* **Work request 1**: In the post on the Emma Crawford Coffin Race, copy the stretch from "On Friday morning, I" through "completed her request.".
* **Work request 2**: Translate this sentence from the Emma Crawford Coffin Race post into French: "She survived a year in the mountains and met a railroad engineer who worked at Pikes Peak Cog Railroad."

[Exercise passage]

Monday, October 31, 2011

Emma Crawford Coffin Race

The two pooches are still adjusting to one another.

On Friday morning, I woke up to sunny blue skies (are you picking up on the recurring theme?) and a mission - to hike up Red Mountain. Why Red Mountain?  Legend has it Emma Crawford, a 19 year old in the 1890s, died of Tuberculosis was buried up at the top of the mountain. She had moved to Manitou Springs with her family as it was believed the clean mountain air and the natural water springs would cure her fatal disease. She survived a year in the mountains and met a railroad engineer who worked at Pikes Peak Cog Railroad. The two fell in love and were going to marry, except Emma passed away. Her dying wish was to be buried at the top of Red Mountain and her lover completed her request.

[/Exercise passage]
[Given entries]

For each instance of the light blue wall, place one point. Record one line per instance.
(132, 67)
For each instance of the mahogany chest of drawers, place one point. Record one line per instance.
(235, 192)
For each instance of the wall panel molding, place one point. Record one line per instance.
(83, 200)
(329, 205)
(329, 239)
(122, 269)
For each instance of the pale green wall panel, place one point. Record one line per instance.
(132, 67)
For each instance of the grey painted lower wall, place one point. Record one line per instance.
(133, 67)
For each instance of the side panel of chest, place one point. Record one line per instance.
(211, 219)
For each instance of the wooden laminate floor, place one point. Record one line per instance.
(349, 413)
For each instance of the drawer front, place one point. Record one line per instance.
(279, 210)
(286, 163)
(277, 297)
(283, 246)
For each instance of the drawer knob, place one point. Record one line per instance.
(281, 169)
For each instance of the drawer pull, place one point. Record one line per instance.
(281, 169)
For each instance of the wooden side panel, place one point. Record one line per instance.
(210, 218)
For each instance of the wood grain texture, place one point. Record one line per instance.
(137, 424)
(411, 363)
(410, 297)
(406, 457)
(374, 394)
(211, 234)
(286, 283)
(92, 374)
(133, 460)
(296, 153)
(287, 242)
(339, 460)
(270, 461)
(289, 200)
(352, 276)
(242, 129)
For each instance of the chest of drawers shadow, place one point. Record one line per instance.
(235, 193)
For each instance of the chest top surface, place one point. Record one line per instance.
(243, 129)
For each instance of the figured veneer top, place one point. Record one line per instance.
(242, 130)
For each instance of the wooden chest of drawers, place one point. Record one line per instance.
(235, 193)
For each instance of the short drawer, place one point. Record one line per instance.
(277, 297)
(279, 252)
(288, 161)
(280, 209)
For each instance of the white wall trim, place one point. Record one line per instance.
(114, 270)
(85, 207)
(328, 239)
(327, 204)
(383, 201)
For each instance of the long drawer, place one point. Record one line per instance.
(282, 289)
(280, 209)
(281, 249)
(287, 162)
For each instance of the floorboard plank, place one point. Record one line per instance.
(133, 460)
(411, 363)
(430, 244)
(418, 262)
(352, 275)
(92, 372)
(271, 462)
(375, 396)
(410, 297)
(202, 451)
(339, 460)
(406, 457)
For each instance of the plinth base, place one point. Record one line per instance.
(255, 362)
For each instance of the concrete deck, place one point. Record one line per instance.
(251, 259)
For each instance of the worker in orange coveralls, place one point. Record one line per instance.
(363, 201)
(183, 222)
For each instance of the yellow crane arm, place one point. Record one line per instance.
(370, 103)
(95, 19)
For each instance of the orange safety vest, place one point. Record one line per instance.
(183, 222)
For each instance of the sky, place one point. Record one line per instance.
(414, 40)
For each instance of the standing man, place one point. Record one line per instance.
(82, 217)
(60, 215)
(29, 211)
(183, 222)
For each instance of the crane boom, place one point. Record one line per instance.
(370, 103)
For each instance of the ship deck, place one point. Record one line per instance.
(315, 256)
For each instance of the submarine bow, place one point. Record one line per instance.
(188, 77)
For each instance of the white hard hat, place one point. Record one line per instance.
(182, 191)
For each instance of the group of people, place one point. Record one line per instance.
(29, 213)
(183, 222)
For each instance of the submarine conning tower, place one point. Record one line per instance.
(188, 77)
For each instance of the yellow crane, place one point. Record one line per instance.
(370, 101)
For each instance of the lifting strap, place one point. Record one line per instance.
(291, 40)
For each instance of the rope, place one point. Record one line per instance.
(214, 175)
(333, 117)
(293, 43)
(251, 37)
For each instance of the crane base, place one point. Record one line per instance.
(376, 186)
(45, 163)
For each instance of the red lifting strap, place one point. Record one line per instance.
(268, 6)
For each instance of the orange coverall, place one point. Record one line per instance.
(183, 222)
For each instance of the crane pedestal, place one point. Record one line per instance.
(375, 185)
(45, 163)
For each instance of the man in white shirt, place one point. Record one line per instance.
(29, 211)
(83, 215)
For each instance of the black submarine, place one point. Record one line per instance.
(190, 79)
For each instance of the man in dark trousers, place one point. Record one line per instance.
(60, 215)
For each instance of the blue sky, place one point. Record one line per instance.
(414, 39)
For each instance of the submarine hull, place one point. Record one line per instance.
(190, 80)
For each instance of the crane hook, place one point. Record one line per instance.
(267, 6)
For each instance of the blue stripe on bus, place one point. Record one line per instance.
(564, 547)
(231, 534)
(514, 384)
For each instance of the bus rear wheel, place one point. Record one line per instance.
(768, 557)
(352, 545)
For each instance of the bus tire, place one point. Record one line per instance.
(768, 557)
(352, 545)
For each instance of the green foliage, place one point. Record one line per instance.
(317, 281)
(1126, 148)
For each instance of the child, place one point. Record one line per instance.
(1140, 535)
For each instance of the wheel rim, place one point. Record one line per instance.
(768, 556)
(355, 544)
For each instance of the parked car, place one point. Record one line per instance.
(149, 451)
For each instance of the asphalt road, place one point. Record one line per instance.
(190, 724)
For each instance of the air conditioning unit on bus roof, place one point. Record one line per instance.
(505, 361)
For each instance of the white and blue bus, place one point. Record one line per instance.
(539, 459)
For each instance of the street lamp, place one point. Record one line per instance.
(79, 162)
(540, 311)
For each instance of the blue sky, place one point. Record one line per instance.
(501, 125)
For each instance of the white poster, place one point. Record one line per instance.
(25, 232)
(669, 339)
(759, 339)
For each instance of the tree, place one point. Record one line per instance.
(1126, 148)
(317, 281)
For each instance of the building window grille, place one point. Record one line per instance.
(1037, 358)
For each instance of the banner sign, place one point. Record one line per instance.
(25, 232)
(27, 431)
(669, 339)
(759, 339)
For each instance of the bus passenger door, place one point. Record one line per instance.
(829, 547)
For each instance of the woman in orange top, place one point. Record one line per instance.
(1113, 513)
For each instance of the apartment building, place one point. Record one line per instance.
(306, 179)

[/Given entries]

* **Response area 1**:
On Friday morning, I woke up to sunny blue skies (are you picking up on the recurring theme?) and a mission - to hike up Red Mountain. Why Red Mountain?  Legend has it Emma Crawford, a 19 year old in the 1890s, died of Tuberculosis was buried up at the top of the mountain. She had moved to Manitou Springs with her family as it was believed the clean mountain air and the natural water springs would cure her fatal disease. She survived a year in the mountains and met a railroad engineer who worked at Pikes Peak Cog Railroad. The two fell in love and were going to marry, except Emma passed away. Her dying wish was to be buried at the top of Red Mountain and her lover completed her request.

* **Response area 2**: Elle a survécu un an dans les montagnes et a rencontré un mécanicien de chemin de fer qui travaillait au Pikes Peak Cog Railroad.